Extract every line below that contains the string "sweater", treating uppercase and lowercase as different.

A block of data:
########################################

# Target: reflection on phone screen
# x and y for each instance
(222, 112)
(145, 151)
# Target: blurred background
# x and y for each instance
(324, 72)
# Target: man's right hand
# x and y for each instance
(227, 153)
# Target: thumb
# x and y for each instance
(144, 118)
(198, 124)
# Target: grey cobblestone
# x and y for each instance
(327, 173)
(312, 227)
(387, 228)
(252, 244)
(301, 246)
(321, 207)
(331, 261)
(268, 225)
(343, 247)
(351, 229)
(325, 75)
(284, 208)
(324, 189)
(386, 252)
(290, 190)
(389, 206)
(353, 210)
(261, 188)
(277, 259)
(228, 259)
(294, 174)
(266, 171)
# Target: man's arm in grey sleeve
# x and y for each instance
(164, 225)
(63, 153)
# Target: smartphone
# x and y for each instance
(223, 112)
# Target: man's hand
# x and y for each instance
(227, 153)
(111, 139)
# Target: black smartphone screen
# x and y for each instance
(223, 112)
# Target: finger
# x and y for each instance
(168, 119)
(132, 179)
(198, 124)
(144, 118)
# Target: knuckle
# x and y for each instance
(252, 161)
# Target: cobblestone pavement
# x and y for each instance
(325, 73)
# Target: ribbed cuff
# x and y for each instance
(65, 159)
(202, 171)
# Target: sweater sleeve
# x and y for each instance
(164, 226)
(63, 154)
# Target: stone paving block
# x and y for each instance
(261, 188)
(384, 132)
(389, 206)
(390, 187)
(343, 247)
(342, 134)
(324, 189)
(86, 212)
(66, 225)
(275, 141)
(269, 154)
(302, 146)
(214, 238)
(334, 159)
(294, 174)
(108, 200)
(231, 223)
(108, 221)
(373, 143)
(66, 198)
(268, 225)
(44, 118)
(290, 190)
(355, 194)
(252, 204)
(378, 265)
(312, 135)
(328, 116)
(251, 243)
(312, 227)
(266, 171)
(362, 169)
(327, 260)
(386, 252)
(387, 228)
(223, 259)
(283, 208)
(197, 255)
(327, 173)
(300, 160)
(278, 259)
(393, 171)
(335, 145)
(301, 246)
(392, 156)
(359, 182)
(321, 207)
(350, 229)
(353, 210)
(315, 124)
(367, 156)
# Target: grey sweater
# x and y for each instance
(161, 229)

########################################

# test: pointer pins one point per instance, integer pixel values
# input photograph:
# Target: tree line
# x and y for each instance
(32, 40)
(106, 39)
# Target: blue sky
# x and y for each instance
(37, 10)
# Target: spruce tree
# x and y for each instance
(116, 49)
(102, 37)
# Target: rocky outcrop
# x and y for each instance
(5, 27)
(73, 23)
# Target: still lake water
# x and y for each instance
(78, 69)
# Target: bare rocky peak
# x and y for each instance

########################################

Answer for this exercise:
# Target: sweater sleeve
# Target: grey sweater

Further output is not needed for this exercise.